#### Challenge:
Reproduce the following lines exactly as they are, beginning with the line that contains "Task: indicate every instance of the pine" and ending with the line that contains "10), (93, 53)]", both included.

#### Dataset entries:
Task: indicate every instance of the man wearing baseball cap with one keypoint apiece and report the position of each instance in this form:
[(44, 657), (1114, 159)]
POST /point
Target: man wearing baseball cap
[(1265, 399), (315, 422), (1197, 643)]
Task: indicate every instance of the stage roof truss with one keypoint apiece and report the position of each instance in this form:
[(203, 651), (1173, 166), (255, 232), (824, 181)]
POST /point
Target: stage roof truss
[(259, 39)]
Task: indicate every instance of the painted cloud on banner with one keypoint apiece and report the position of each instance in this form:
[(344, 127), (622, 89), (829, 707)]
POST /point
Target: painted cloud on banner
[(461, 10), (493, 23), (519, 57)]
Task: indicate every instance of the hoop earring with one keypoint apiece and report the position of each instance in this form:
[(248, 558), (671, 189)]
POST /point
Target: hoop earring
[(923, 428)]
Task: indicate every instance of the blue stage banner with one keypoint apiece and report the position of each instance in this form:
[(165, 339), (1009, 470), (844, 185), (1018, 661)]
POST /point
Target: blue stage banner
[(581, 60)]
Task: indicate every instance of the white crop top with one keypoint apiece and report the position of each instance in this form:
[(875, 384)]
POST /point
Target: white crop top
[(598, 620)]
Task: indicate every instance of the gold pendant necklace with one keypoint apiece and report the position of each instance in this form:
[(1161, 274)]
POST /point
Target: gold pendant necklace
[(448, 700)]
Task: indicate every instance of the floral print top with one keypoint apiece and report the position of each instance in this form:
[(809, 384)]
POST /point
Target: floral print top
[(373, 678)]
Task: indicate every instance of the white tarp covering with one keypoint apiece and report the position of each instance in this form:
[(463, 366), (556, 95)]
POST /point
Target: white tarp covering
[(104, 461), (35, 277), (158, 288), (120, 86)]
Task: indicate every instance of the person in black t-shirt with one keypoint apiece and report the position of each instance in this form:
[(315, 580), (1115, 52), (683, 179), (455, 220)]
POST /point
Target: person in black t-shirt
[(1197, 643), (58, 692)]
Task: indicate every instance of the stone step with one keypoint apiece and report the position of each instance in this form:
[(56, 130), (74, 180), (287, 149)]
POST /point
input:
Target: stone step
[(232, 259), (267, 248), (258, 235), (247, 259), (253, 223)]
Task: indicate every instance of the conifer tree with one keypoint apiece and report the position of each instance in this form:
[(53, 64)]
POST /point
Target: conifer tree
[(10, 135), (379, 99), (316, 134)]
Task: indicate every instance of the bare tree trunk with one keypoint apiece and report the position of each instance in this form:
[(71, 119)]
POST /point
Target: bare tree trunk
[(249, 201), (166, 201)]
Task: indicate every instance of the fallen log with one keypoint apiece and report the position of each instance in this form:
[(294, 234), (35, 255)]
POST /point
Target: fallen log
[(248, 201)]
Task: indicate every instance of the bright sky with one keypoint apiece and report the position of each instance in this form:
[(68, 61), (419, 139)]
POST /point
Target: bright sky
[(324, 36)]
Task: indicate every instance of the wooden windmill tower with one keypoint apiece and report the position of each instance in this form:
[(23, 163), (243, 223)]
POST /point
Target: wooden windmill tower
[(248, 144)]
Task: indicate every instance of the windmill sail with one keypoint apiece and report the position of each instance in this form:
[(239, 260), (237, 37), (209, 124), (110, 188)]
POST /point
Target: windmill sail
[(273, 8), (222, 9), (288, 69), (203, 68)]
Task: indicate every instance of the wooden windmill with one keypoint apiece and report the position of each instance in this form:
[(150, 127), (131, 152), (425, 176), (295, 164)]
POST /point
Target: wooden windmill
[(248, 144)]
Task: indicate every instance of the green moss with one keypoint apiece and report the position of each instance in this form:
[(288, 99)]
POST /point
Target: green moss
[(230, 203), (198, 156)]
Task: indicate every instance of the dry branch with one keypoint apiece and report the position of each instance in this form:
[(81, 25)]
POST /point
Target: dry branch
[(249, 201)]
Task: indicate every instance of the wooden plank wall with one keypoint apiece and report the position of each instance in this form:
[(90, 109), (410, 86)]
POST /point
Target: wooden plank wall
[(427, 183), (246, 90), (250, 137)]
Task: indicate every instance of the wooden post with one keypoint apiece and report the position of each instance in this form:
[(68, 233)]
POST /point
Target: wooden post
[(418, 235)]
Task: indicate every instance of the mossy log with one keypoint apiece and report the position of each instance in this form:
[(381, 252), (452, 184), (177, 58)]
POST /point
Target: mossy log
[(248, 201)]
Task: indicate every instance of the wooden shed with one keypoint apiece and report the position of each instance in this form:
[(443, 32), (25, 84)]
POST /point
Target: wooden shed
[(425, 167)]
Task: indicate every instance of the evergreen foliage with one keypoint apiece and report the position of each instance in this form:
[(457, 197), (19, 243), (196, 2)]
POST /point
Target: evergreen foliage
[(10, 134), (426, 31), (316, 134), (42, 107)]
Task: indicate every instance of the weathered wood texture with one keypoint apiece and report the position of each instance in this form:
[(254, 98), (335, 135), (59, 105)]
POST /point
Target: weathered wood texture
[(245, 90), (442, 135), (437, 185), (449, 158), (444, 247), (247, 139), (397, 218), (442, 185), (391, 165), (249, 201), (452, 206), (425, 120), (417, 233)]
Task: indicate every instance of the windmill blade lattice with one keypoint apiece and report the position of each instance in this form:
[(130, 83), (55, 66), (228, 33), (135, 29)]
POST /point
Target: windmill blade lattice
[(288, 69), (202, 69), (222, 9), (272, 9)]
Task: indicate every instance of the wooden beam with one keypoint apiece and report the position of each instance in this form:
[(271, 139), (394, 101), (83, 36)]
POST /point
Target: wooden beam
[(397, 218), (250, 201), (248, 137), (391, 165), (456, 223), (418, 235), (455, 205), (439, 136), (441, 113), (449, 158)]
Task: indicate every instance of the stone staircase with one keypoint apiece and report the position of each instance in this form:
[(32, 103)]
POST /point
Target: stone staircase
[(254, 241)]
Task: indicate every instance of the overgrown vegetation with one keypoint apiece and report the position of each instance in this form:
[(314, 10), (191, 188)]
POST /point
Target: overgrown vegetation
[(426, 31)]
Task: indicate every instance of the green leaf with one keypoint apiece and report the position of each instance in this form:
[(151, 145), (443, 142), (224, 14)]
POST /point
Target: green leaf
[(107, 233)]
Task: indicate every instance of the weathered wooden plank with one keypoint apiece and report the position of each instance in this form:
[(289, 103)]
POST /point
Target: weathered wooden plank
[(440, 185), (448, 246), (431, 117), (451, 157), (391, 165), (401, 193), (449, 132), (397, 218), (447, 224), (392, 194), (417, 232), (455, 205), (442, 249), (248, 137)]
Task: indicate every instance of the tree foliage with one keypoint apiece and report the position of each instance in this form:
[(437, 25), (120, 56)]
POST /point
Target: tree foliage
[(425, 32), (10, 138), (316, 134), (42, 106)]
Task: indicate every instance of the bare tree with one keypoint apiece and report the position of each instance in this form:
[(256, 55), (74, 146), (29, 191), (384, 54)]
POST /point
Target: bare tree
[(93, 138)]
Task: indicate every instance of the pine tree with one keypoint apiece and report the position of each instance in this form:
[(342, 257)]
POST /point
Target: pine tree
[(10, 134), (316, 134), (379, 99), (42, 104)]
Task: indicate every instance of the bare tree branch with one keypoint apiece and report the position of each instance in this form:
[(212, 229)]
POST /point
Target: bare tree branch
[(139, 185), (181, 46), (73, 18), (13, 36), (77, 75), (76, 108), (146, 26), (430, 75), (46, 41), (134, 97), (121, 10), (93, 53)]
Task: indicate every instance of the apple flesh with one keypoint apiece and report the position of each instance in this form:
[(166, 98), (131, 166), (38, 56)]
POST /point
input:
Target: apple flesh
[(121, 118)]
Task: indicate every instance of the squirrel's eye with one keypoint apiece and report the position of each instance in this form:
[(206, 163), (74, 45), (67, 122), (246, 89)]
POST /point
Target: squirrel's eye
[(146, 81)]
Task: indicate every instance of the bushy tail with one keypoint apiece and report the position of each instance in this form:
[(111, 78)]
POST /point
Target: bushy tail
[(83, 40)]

#### Exercise output:
Task: indicate every instance of the pine tree with one keypoint apiece and report the position of each instance in this form:
[(342, 257)]
POST /point
Target: pine tree
[(10, 134), (316, 134), (379, 99), (42, 104)]
Task: indicate every instance of the bare tree branch with one keypoint apiece and report the position of each instance in this form:
[(212, 229)]
POST /point
Target: bare tree branch
[(139, 185), (181, 46), (73, 18), (13, 36), (77, 75), (76, 108), (146, 26), (430, 75), (46, 41), (134, 97), (121, 10), (93, 53)]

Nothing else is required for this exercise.